Problem description: Return all the data below as it stands, minus the pictures.

Point placement records:
+++++

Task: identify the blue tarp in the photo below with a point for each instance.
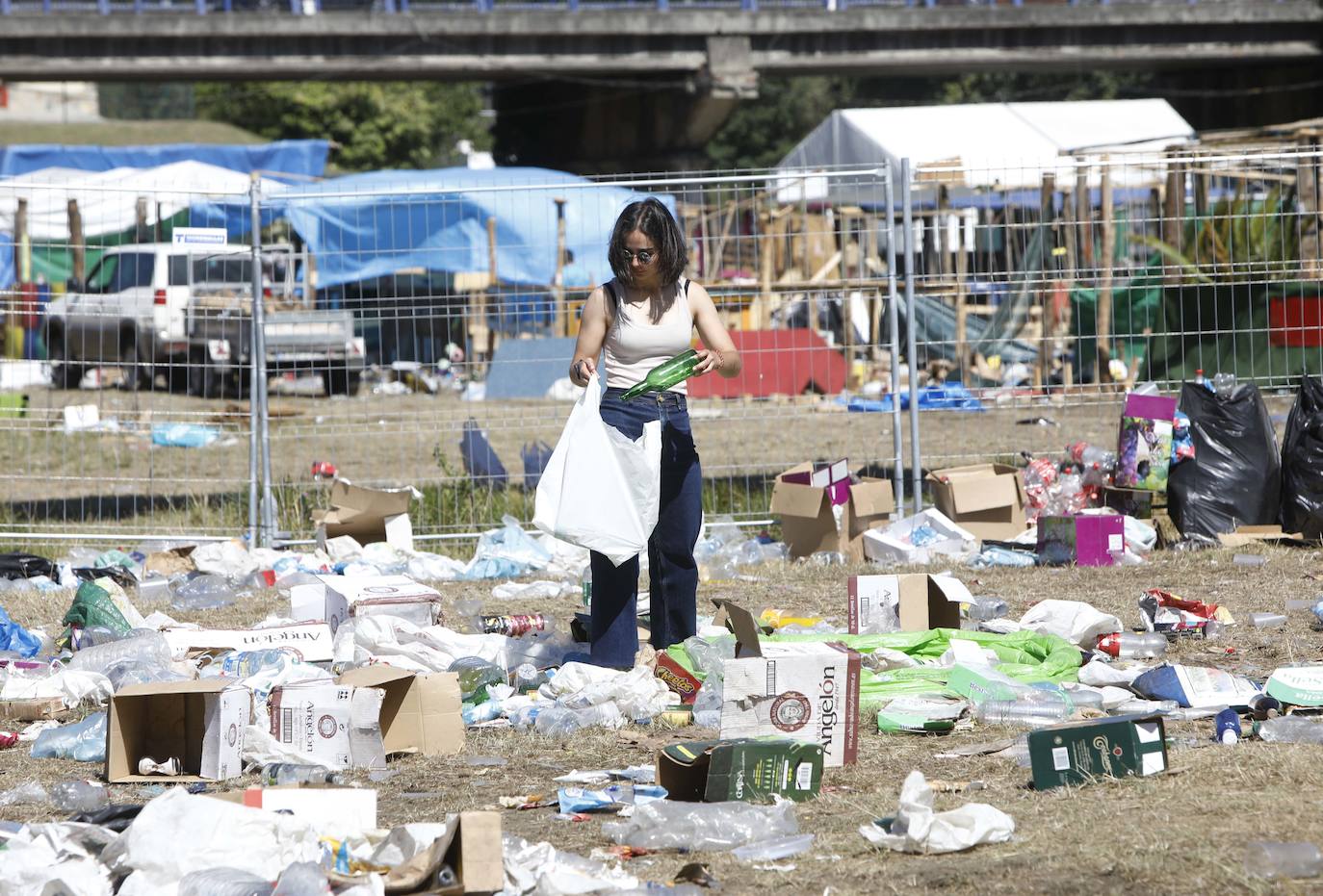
(371, 225)
(297, 158)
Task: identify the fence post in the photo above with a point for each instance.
(910, 339)
(894, 325)
(257, 390)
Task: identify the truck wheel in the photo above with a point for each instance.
(64, 371)
(338, 381)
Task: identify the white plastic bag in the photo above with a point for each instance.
(601, 489)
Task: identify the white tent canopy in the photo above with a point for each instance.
(1007, 145)
(107, 201)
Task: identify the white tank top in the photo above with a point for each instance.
(634, 344)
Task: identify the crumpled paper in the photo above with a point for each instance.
(919, 829)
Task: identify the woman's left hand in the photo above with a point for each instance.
(708, 361)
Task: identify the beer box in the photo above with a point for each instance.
(1079, 753)
(753, 771)
(805, 691)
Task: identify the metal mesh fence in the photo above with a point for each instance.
(418, 325)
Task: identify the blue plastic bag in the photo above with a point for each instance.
(17, 638)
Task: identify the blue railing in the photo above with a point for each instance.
(312, 7)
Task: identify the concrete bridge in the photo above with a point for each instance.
(634, 84)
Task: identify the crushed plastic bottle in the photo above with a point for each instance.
(1291, 730)
(81, 740)
(278, 773)
(208, 591)
(78, 796)
(696, 826)
(1274, 859)
(223, 882)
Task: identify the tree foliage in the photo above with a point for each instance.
(372, 124)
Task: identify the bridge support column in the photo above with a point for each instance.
(625, 124)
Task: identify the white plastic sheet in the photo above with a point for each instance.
(919, 829)
(601, 489)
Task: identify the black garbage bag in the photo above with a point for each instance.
(480, 461)
(1302, 461)
(1236, 474)
(534, 456)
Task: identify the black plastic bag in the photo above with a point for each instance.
(1236, 474)
(534, 456)
(480, 461)
(1302, 461)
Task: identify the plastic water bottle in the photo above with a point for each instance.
(223, 882)
(1128, 645)
(275, 773)
(143, 647)
(1272, 859)
(1035, 712)
(78, 796)
(1227, 727)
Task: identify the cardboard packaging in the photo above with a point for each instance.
(471, 847)
(809, 521)
(336, 598)
(367, 516)
(753, 771)
(353, 807)
(1143, 447)
(803, 691)
(1079, 753)
(420, 712)
(984, 499)
(200, 723)
(1085, 541)
(678, 678)
(336, 726)
(311, 640)
(1128, 502)
(915, 602)
(895, 542)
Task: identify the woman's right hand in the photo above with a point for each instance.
(581, 371)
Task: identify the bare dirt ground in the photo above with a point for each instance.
(1178, 832)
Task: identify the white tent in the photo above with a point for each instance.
(1005, 145)
(107, 201)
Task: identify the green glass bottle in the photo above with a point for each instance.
(665, 374)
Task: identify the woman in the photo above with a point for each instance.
(646, 315)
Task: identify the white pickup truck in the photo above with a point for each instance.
(184, 312)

+++++

Solved exercise:
Task: identify the blue tarp in the photo below with a point for each instance.
(371, 225)
(297, 158)
Task: identify the fence post in the photo above with a point for each instance.
(910, 339)
(894, 325)
(257, 390)
Task: identify the truck wheel in the photo above with a point for each instance.
(64, 371)
(338, 381)
Task: identify the white plastic bag in the photo above with a point for each instance.
(601, 489)
Task: identify the white tent canopy in the photo above with a point for each instance.
(1007, 145)
(107, 201)
Task: identify the white tank top in the photo above with a point for each instance.
(634, 344)
Task: identify the crumpled paper in the photo above with a point for each instance.
(919, 829)
Task: identify the woman's left hand in the photo above with a point for each instance.
(708, 361)
Task: identify the beer box in the photo above with a point for each instance.
(1079, 753)
(753, 771)
(805, 691)
Task: identify the metal mesh fence in the photo above with a point for each instance.
(418, 325)
Task: identify the blue plastic bag in the photo above with a point for each instance.
(17, 638)
Task: identify the blue railing in the photo above with a point for each instance.
(312, 7)
Task: identify the concrete bridge in the photo above with a point for each instance.
(634, 84)
Task: identify the crushed plastic bottle in the photo above with a point for each instance.
(1291, 730)
(81, 740)
(278, 773)
(208, 591)
(78, 796)
(696, 826)
(1274, 859)
(223, 882)
Task: identify the tree foliage in the photo above with a point for each instance.
(372, 124)
Task: identify the bridge support column in the photo above with a point for each instance.
(625, 124)
Task: identify the white plastic sheet in the photo above with a point for each instance.
(919, 829)
(601, 489)
Task: identify the black garbage bag in the photo above with a point for each instance.
(480, 461)
(1302, 461)
(1236, 474)
(534, 456)
Task: identify the black plastic bag in the photo above with a point for each instance.
(1236, 474)
(534, 456)
(480, 461)
(1302, 461)
Task: identify the plastic water bottle in the photo above with a point for each instance.
(223, 882)
(1128, 645)
(275, 773)
(143, 647)
(1272, 859)
(1035, 712)
(78, 796)
(1227, 727)
Task: identify the cardboard packaging in the photo above with a point for each instance.
(471, 847)
(809, 521)
(336, 598)
(367, 516)
(753, 771)
(353, 807)
(1143, 447)
(803, 691)
(1079, 753)
(420, 712)
(984, 499)
(200, 723)
(1085, 541)
(678, 678)
(336, 726)
(311, 640)
(1128, 502)
(915, 602)
(895, 542)
Task: identify the woman's right hand in the photo above with a point for each instance.
(581, 371)
Task: identify the bare dirt ground in the photo above with a point for each instance.
(1178, 832)
Task: identify the white tent in the photo above with a point for each instance.
(1005, 145)
(107, 201)
Task: identify the green glass bottle in the photo above with a point for each instance.
(665, 374)
Task: identify the woman in the photo above with a point for each instance.
(646, 315)
Task: identify the white pickup truck in the photo above with a point for each instance.
(184, 312)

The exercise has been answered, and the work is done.